Work order: Check every line below for the word "roof" and copy each one that has it.

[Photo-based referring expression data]
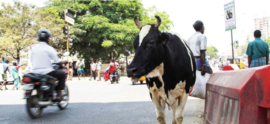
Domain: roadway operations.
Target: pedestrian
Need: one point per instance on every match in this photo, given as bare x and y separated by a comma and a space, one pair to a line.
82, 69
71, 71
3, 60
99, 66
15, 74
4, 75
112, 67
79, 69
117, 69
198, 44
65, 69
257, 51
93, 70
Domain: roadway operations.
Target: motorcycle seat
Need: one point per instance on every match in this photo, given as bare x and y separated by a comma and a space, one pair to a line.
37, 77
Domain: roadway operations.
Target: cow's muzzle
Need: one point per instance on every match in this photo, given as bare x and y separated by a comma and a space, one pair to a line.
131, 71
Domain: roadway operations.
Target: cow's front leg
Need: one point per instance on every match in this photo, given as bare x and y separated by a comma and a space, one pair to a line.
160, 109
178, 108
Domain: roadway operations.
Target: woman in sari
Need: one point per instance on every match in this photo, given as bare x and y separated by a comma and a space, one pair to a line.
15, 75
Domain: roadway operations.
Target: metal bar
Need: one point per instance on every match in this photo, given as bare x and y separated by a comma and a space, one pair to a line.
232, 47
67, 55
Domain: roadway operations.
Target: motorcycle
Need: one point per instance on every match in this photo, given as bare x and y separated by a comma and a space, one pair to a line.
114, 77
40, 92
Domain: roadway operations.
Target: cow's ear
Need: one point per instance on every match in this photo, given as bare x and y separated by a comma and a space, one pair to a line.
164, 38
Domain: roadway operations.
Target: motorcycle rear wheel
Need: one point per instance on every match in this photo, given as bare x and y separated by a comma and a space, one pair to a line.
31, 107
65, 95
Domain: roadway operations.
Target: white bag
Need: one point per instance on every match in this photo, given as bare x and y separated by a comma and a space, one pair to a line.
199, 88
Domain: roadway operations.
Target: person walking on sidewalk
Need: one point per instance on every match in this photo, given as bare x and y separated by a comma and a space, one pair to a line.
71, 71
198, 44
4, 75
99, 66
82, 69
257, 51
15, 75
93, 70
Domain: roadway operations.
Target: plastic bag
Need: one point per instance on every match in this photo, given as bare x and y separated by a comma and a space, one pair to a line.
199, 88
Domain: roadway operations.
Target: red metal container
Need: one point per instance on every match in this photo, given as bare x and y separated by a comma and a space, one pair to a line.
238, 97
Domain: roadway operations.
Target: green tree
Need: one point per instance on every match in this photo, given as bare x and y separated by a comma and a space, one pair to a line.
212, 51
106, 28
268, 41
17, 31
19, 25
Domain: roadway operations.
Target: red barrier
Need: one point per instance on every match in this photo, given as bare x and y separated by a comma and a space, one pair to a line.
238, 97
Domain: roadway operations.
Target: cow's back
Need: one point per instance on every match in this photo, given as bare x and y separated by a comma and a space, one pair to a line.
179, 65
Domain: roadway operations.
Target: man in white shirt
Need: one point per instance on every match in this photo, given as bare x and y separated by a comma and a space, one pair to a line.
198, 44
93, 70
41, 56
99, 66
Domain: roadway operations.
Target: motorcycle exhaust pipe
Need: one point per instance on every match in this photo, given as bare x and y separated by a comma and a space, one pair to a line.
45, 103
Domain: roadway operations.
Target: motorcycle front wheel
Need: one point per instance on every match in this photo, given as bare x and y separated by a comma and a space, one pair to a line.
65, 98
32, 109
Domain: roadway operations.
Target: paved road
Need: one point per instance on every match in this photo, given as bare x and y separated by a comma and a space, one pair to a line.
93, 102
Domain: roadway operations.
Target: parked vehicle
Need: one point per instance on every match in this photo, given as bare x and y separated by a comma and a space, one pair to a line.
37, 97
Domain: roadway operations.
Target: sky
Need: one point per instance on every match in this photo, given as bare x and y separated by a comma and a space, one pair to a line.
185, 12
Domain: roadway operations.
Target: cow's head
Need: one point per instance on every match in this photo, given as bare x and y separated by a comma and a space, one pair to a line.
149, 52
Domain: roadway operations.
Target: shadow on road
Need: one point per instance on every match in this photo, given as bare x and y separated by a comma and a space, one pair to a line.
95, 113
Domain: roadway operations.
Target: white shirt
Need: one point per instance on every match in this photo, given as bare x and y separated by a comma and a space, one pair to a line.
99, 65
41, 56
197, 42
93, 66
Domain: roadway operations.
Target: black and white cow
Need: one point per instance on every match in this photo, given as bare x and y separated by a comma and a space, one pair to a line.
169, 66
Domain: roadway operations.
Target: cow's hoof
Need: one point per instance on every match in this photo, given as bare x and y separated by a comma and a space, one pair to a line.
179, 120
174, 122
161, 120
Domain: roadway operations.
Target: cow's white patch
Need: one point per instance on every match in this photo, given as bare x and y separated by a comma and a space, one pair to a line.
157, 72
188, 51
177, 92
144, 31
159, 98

...

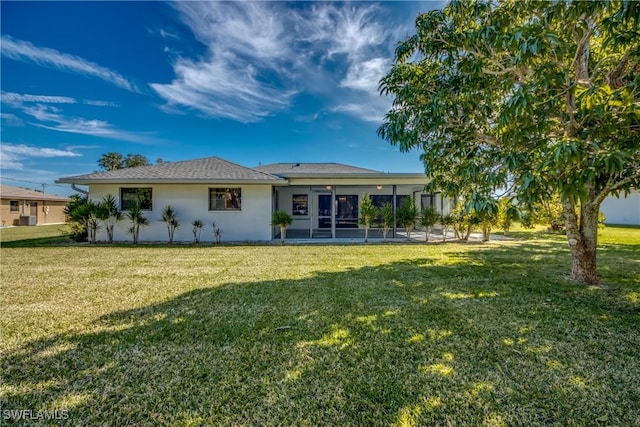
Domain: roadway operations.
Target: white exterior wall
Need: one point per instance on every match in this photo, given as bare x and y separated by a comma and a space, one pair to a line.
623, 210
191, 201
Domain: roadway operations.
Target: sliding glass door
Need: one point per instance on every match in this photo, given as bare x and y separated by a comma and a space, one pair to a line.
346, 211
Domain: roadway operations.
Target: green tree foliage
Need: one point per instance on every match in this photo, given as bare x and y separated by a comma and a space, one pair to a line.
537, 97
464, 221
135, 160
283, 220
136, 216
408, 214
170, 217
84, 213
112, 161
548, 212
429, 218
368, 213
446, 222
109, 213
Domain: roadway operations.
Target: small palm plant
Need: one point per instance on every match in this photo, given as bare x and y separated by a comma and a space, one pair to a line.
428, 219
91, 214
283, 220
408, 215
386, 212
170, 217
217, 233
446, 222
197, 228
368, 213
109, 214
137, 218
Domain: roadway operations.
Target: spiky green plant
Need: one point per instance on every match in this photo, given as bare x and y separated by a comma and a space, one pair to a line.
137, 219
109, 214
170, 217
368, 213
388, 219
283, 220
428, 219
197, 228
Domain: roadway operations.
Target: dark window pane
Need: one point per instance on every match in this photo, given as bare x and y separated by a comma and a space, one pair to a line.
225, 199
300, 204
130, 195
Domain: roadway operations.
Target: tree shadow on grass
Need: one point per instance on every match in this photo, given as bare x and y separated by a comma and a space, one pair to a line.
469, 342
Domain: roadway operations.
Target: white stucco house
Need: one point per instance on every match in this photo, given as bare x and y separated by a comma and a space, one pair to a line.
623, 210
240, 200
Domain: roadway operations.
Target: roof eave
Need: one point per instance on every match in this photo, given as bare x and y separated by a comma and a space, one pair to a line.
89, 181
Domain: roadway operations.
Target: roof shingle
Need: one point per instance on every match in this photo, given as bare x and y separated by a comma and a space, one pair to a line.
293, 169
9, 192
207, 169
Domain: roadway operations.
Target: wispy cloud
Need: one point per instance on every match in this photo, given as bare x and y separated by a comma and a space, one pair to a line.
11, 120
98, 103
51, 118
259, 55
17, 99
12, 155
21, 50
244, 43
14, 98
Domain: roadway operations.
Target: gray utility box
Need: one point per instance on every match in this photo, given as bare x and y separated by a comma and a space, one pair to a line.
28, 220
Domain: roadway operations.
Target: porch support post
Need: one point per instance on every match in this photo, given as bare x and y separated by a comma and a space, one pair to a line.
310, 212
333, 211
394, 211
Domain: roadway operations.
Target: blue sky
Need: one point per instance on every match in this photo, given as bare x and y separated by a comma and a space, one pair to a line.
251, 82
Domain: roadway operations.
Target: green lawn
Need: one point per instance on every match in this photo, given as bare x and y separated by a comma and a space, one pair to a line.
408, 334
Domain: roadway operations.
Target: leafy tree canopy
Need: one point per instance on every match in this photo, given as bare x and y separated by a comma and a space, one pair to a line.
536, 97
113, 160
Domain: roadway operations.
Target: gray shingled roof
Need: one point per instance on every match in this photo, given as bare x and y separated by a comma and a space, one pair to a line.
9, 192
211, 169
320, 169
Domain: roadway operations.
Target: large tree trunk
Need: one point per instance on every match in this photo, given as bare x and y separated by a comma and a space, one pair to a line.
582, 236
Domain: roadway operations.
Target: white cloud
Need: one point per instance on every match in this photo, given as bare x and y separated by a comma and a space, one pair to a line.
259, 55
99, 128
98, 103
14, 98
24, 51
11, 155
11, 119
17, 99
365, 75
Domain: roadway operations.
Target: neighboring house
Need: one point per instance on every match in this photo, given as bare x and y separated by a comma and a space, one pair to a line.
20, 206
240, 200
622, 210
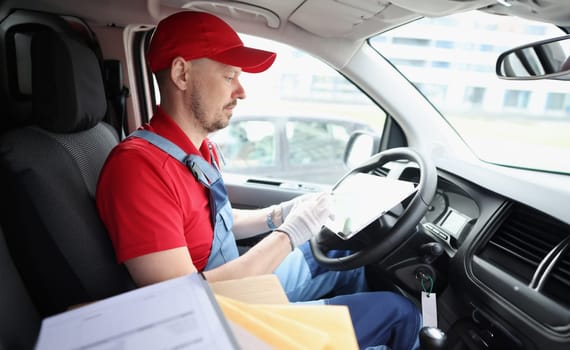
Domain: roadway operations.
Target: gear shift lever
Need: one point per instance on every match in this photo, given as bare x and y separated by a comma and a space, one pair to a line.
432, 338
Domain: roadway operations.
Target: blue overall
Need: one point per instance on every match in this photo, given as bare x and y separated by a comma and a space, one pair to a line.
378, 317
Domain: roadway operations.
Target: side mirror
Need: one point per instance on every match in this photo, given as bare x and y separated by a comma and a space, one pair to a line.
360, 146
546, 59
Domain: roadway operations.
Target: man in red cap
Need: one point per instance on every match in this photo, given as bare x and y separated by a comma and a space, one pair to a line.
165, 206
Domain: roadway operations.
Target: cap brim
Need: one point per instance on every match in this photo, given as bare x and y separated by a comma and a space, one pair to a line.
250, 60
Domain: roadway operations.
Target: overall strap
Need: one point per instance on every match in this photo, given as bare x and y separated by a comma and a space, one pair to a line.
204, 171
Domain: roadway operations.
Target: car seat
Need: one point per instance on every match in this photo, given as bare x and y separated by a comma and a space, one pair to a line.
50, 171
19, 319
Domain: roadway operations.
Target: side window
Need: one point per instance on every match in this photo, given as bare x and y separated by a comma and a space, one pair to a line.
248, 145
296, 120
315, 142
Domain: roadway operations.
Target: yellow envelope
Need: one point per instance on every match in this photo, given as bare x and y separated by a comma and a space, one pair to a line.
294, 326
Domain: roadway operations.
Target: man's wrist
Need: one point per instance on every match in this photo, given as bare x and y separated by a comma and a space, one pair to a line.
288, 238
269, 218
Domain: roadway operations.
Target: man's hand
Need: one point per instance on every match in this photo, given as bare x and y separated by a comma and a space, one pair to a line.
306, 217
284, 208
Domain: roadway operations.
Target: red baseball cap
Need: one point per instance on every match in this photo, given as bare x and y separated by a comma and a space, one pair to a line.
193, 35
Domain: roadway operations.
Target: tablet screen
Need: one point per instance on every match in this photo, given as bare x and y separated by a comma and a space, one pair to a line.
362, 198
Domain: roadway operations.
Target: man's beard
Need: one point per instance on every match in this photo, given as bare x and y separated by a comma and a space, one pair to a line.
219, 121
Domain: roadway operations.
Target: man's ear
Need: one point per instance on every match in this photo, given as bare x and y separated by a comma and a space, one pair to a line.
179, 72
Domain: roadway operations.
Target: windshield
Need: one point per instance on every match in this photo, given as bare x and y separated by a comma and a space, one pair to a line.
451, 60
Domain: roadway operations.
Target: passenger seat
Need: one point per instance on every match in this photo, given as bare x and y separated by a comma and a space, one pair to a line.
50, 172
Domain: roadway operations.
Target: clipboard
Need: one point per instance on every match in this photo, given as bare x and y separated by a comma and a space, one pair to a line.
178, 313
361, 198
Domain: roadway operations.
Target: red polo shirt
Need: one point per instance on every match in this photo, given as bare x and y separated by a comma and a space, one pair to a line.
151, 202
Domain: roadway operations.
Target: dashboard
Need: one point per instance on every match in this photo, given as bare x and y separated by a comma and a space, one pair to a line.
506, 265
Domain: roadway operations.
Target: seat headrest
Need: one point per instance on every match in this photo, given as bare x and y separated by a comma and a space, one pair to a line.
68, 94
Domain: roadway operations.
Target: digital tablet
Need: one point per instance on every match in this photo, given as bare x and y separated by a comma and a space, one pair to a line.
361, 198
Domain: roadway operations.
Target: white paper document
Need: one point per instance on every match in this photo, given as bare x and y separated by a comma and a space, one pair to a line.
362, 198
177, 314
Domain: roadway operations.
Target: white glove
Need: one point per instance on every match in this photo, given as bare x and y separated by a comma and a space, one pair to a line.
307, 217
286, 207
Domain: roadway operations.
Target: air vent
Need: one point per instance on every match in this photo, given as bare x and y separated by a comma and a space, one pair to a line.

Result of this task:
Target: roof eave
Target: roof shingle
Target: gray shingled roof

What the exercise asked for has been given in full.